++++ Prezentowany fragment

Przez przeszłość można opowiedzieć coś o teraźniejszości i zawsze staram się wybierać takie tematy, które mogą być uniwersalne, a nawet aktualne. Zależało mi, aby pracować nad banalnymi opowieściami, ale one takie do końca nie są; interesuje mnie życie codzienne, oczywiste rzeczy, bynajmniej niezmieniające świata. W ramach tych trzech historii feministyczne przełamanie granic (wejście na Szkieletora!) sąsiaduje z miłosnym wspomnieniem z wczesnego gimnazjum i ciemną stroną dorastania. Na początku dałem wykonawcom trochę wskazówek: zależało mi na tym, żeby opowiedzieli o swoich guilty pleasures i poprosiłem, żeby mi te historie nagrali oraz przesłali kojarzącą się z nimi piosenkę – to wszytko złożyło się potem na soundtrack. Dlatego ten utwór jest bardzo person-specific i nie widzę możliwości, by został wykonany przez kogoś innego.

++++++++

_Zadania_:
• A. Przetłumacz na angielski to zdanie z powyższego fragmentu: „Przez przeszłość można opowiedzieć coś o teraźniejszości i zawsze staram się wybierać takie tematy, które mogą być uniwersalne, a nawet aktualne.”
• B. Przepisz bez zmian z powyższego fragmentu tekst od „Przez przeszłość można” do „przez kogoś innego.”, włącznie z tymi słowami.
• C. Na co według powyższego fragmentu złożyły się potem nagrane historie i przesłane piosenki?

++++ Dane

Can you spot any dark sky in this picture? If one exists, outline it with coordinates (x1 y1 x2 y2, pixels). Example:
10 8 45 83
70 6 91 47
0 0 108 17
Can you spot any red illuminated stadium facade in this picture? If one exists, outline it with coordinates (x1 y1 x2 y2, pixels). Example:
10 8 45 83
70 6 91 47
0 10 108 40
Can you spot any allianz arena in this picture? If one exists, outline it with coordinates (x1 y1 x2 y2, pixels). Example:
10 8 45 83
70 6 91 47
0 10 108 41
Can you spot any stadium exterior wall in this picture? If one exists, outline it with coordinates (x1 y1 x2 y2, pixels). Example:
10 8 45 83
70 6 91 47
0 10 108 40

++++++++
++++ Dane

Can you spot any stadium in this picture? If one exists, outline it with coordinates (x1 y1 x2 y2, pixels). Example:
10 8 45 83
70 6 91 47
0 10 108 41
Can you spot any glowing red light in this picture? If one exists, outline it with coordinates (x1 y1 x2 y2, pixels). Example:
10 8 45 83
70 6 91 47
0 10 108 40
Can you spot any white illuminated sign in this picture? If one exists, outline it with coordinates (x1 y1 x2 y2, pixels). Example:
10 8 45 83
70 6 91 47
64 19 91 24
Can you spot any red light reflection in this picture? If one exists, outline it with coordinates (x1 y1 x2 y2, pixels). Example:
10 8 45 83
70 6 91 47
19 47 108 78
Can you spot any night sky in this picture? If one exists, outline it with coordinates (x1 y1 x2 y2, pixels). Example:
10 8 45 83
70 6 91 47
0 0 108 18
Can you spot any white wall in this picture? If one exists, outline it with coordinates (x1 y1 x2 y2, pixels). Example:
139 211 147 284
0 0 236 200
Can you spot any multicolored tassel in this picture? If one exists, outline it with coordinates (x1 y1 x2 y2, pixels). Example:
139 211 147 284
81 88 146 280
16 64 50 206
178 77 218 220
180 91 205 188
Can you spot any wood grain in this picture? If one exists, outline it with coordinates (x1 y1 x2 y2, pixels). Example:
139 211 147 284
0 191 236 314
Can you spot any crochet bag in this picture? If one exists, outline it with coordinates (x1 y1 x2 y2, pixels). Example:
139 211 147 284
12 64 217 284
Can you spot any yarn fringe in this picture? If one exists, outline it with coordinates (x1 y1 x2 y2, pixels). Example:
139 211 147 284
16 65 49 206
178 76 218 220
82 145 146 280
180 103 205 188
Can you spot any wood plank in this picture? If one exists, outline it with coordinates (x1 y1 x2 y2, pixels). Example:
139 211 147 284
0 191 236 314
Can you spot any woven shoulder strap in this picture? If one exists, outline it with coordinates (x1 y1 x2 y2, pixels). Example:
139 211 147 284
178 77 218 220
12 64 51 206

++++++++
++++ Dane

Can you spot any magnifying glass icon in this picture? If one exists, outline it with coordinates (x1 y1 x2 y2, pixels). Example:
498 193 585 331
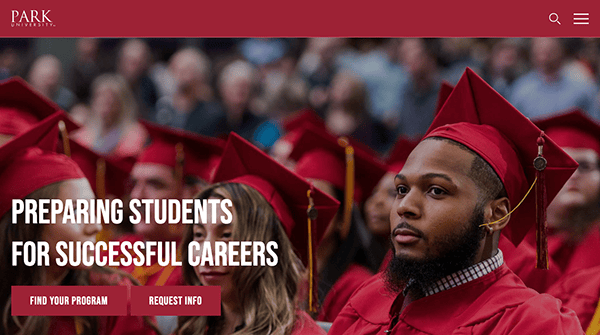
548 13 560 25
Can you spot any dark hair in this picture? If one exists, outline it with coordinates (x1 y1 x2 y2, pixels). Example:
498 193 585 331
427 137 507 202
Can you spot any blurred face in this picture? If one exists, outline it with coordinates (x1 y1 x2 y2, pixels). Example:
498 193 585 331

++++++++

_Odpowiedzi poniżej_:
• A. Through the past, one can say something about the present, and I always try to choose topics that can be universal, and even current.

• B.
Przez przeszłość można opowiedzieć coś o teraźniejszości i zawsze staram się wybierać takie tematy, które mogą być uniwersalne, a nawet aktualne. Zależało mi, aby pracować nad banalnymi opowieściami, ale one takie do końca nie są; interesuje mnie życie codzienne, oczywiste rzeczy, bynajmniej niezmieniające świata. W ramach tych trzech historii feministyczne przełamanie granic (wejście na Szkieletora!) sąsiaduje z miłosnym wspomnieniem z wczesnego gimnazjum i ciemną stroną dorastania. Na początku dałem wykonawcom trochę wskazówek: zależało mi na tym, żeby opowiedzieli o swoich guilty pleasures i poprosiłem, żeby mi te historie nagrali oraz przesłali kojarzącą się z nimi piosenkę – to wszytko złożyło się potem na soundtrack. Dlatego ten utwór jest bardzo person-specific i nie widzę możliwości, by został wykonany przez kogoś innego.

• C. Na soundtrack.